TASK INPUT
(begin)

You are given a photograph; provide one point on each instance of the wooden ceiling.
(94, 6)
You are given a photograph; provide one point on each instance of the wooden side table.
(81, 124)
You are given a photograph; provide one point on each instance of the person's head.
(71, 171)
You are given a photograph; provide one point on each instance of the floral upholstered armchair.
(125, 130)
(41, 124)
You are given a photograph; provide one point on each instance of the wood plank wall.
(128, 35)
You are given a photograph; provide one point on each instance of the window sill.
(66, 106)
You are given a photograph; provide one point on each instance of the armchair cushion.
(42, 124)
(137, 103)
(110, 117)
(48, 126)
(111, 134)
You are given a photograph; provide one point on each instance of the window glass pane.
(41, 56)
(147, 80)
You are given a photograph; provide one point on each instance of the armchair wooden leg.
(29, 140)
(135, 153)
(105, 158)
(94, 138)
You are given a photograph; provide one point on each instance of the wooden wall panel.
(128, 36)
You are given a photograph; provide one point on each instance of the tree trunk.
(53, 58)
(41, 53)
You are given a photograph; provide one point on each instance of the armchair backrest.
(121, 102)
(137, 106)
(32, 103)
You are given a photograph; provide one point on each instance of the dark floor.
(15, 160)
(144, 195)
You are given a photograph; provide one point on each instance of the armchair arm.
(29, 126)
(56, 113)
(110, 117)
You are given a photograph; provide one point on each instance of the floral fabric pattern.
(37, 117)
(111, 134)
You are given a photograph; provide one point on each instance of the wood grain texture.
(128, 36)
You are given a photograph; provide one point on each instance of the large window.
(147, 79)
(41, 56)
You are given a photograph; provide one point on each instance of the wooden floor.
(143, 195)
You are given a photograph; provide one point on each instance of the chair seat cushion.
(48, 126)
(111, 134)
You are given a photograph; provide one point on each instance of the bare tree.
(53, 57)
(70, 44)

(end)

WORK INSTRUCTIONS
Can you rewrite all the records above with every "provide" changed to "mark" and nothing else altered?

PROBLEM SOLUTION
You are given a photograph; mark one point on each instance of the wooden ceiling.
(94, 6)
You are given a photograph; mark one point on each instance of the wooden side table.
(81, 124)
You are given a photograph; mark one point on each instance of the person's head.
(71, 171)
You are given a photograph; mark one point on each instance of the floral upholstered armchair.
(125, 130)
(41, 124)
You are given a photograph; mark one point on each instance of the wood plank wall.
(128, 35)
You are given a photograph; mark one point on each instance of the window sill.
(66, 106)
You are given a photograph; mark one point on each instance of the armchair cushion.
(42, 124)
(137, 103)
(110, 117)
(48, 126)
(111, 134)
You are given a photograph; mark one point on each instance of the window glass pane.
(41, 56)
(147, 80)
You are given a photograph; mark one point on each instance of the armchair wooden leg.
(29, 140)
(135, 153)
(105, 158)
(94, 138)
You are given a photograph; mark one point on each instance of the wooden wall panel.
(128, 36)
You are given a photograph; mark one point on each instance of the tree trunk.
(53, 58)
(41, 53)
You are given a photograph; mark one point on each instance of the armchair backrest.
(121, 102)
(137, 106)
(32, 103)
You are given a photograph; mark one point on each instance of the dark floor.
(15, 160)
(144, 195)
You are given a photograph; mark one point on each instance of the armchair arm.
(29, 126)
(56, 113)
(110, 117)
You are given a photograph; mark one point on each instance of the floral fabric pattern.
(37, 117)
(111, 134)
You are given a photograph; mark one point on each instance of the wood grain texture.
(128, 36)
You are given a photograph; mark one point on each instance of the large window.
(147, 79)
(41, 56)
You are given a photograph; mark one point on each instance of the wooden floor.
(143, 195)
You are given a photograph; mark one point on each instance of the chair seat cushion.
(48, 126)
(111, 134)
You are given a photograph; mark one point on each instance of the bare tree.
(53, 57)
(70, 44)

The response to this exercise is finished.